### GIVEN INSTRUCTION
Rewrite the passage on Bradford & Bingley between "Shares in Bradford" and "began in 1999.", inclusive, replacing "difficult market conditions" with "challenging market conditions".

### EXCERPT PROVIDED
Shares in Bradford & Bingley (B&B), Britain’s biggest buy-to-let mortgage lender, fell more than 30 percent this morning after it revealed profits down from £107 million to minus £8 million in the first four months of 2008. CEO Steven Crawshaw resigned in advance, citing serious heart problems.

The company blamed “difficult market conditions,” with people more than three months behind on their payments rising from 1.63 to 2.16 percent of its portfolio, and more likely to default as the economic slowdown takes hold, plus £15 million lost to organised frauds.

The “difficult market conditions” are the precipitous decline in mortgage approvals, reported by the Bank of England down from 63,000 in March to 58,000 in April, a record new low since records began in 1999.

B&B also confirmed that the private equity buyout firm Texas Pacific Group, one of the world’s biggest, is to invest £179 million in exchange for a 23 per cent stake in the group. This alongside an increased rights issue to existing City shareholders at 55p per share, down from the 82p of the original issue.

Further bad news came when the Office of Fair Trading (OFT) reported raids on the Royal Bank of Scotland and Barclays for possible price-fixing in loans made to law and accountancy firms. The OFT said the investigation was in its early stages and the focus was narrowly limited to two parties.

Last month, Bank of England Governor Mervyn King warned that the decade of strong growth and low inflation was over, predicting “a squeeze on real take-home pay, which will slow consumer spending and output growth, perhaps sharply.” In sum, a recession.

It is not, perhaps, remarkable that the star performers during the housing price boom of the last decade should be the first to bite the dust now that the bubble is deflating.

Data pulled from a collection:
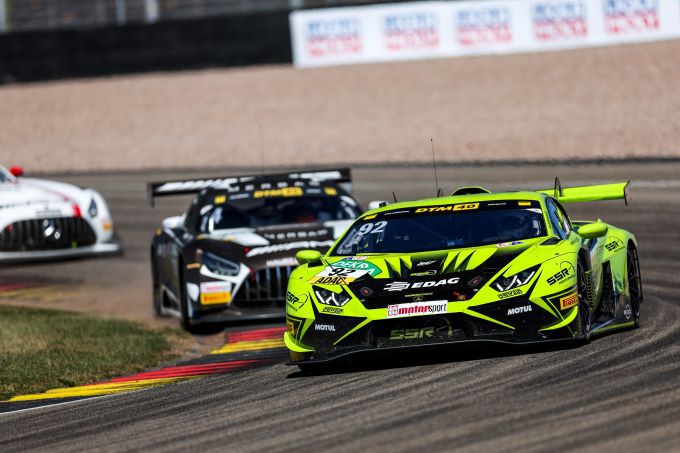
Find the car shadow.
[287,341,578,379]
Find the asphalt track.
[0,162,680,452]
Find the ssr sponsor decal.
[415,203,479,214]
[604,239,623,252]
[546,261,576,286]
[385,277,460,291]
[246,240,333,258]
[498,289,524,299]
[390,327,434,340]
[383,13,439,52]
[455,6,512,47]
[305,17,363,57]
[331,259,382,277]
[507,305,531,316]
[603,0,659,35]
[387,300,447,318]
[560,292,578,310]
[200,282,231,305]
[286,291,309,311]
[314,324,335,332]
[532,1,588,40]
[253,187,305,198]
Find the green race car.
[284,180,643,367]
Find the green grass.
[0,306,183,400]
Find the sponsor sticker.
[602,0,659,35]
[253,187,305,198]
[305,17,363,57]
[532,1,588,41]
[387,300,448,318]
[456,6,512,47]
[383,13,439,52]
[560,293,578,310]
[416,203,479,214]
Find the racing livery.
[149,169,361,330]
[284,180,642,368]
[0,166,121,263]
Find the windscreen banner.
[290,0,680,67]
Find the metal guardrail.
[0,0,402,33]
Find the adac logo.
[603,0,659,35]
[306,17,363,57]
[532,1,588,41]
[383,13,439,52]
[456,6,512,47]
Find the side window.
[555,201,571,236]
[545,198,568,239]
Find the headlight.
[87,198,99,217]
[201,249,241,275]
[314,288,352,307]
[491,266,538,292]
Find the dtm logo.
[533,1,588,41]
[456,7,512,47]
[307,18,363,57]
[603,0,659,35]
[383,14,439,52]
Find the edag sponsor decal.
[387,300,447,318]
[532,1,588,41]
[385,277,460,291]
[603,0,659,35]
[456,6,512,47]
[306,17,363,57]
[383,13,439,52]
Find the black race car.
[148,169,361,330]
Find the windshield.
[332,200,546,255]
[198,196,361,233]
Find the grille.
[234,266,293,308]
[0,217,96,252]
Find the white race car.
[0,166,121,263]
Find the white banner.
[290,0,680,67]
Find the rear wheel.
[576,260,590,343]
[624,247,642,327]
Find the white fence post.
[0,0,9,33]
[116,0,126,25]
[144,0,158,22]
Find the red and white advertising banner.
[290,0,680,67]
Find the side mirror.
[295,250,321,264]
[577,222,607,239]
[368,200,389,211]
[9,167,24,178]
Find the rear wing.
[537,178,630,205]
[147,168,352,206]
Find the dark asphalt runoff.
[0,162,680,452]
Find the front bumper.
[0,241,122,264]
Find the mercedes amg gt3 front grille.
[234,266,293,308]
[0,217,97,252]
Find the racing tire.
[151,248,163,316]
[626,246,643,327]
[576,259,591,344]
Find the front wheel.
[576,260,590,343]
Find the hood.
[309,238,554,308]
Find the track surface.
[0,163,680,451]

### TASK RESPONSE
Shares in Bradford & Bingley (B&B), Britain’s biggest buy-to-let mortgage lender, fell more than 30 percent this morning after it revealed profits down from £107 million to minus £8 million in the first four months of 2008. CEO Steven Crawshaw resigned in advance, citing serious heart problems.

The company blamed “challenging market conditions,” with people more than three months behind on their payments rising from 1.63 to 2.16 percent of its portfolio, and more likely to default as the economic slowdown takes hold, plus £15 million lost to organised frauds.

The “challenging market conditions” are the precipitous decline in mortgage approvals, reported by the Bank of England down from 63,000 in March to 58,000 in April, a record new low since records began in 1999.